Copy out all of the material exactly.

────────────────────────────────────────

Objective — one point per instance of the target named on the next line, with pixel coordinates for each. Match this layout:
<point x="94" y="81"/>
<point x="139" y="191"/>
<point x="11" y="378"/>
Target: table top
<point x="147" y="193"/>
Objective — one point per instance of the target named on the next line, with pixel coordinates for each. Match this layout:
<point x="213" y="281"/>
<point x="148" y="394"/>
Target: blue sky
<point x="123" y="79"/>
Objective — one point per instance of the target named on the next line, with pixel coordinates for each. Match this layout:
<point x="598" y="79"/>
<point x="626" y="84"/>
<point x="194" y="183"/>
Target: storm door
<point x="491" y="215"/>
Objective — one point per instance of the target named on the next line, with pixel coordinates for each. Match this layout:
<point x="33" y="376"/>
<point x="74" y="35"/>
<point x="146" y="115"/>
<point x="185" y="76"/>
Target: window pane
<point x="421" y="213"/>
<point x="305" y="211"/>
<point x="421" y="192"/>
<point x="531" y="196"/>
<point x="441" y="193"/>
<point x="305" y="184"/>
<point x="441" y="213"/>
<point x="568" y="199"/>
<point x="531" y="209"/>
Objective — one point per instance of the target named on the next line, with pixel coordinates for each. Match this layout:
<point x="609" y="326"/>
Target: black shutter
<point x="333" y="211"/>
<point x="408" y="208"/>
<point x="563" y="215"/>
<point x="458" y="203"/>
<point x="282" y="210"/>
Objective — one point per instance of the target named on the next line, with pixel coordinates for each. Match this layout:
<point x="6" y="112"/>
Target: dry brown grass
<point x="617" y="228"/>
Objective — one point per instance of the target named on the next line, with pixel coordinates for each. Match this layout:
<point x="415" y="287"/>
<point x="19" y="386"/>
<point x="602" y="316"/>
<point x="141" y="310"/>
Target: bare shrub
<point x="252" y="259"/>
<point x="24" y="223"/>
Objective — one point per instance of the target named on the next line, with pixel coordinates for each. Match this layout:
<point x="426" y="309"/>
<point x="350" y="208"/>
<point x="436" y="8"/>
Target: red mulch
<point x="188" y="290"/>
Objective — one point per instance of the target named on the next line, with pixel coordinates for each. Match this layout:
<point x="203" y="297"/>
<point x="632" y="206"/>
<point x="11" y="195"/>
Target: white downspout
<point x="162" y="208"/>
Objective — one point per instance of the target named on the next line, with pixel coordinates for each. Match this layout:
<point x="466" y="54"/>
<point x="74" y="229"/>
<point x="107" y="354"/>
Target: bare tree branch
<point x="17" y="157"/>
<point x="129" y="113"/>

────────────────────────────────────────

Full solution
Objective — one point per instance of the target named on the next line, with pixel coordinates for each. Match this layout:
<point x="94" y="81"/>
<point x="139" y="191"/>
<point x="11" y="378"/>
Target: table top
<point x="147" y="193"/>
Objective — one point per instance of the target named on the next line, with pixel coordinates for each. Match this layout:
<point x="213" y="281"/>
<point x="148" y="394"/>
Target: blue sky
<point x="123" y="79"/>
Objective — one point per instance of the target named on the next line, with pixel coordinates for each. Match this layout:
<point x="598" y="79"/>
<point x="626" y="84"/>
<point x="194" y="183"/>
Target: storm door
<point x="491" y="215"/>
Objective — one point per instance of the target named on the next line, with pixel coordinates for each. Match this layout:
<point x="33" y="376"/>
<point x="74" y="35"/>
<point x="146" y="115"/>
<point x="185" y="76"/>
Target: window pane
<point x="421" y="213"/>
<point x="305" y="211"/>
<point x="421" y="192"/>
<point x="531" y="196"/>
<point x="441" y="193"/>
<point x="305" y="184"/>
<point x="441" y="213"/>
<point x="568" y="199"/>
<point x="531" y="209"/>
Objective — one point per instance of the target named on the next line, with pixel coordinates for each. Match this layout:
<point x="609" y="326"/>
Target: black shutter
<point x="333" y="211"/>
<point x="408" y="208"/>
<point x="563" y="215"/>
<point x="458" y="203"/>
<point x="282" y="210"/>
Objective — one point per instance of the target named on the next line, with pixel coordinates for each. Match this layout:
<point x="6" y="112"/>
Target: dry brown grass
<point x="617" y="228"/>
Objective — one point per instance of the target named on the next line, with pixel coordinates for each. Match this layout:
<point x="415" y="287"/>
<point x="19" y="386"/>
<point x="602" y="316"/>
<point x="141" y="310"/>
Target: bare shrub
<point x="252" y="259"/>
<point x="24" y="223"/>
Objective — one point per instance of the target named on the next line, with pixel coordinates for each. Match this layout:
<point x="426" y="309"/>
<point x="350" y="208"/>
<point x="436" y="8"/>
Target: red mulch
<point x="188" y="290"/>
Objective — one point per instance of the target named on the next line, with pixel coordinates for each. Match this layout:
<point x="203" y="297"/>
<point x="632" y="206"/>
<point x="11" y="195"/>
Target: white downspout
<point x="162" y="208"/>
Objective — one point per instance of the target named on the next line, with pixel coordinates for each. Match this layout:
<point x="466" y="54"/>
<point x="74" y="229"/>
<point x="107" y="354"/>
Target: bare tree branch
<point x="17" y="157"/>
<point x="129" y="113"/>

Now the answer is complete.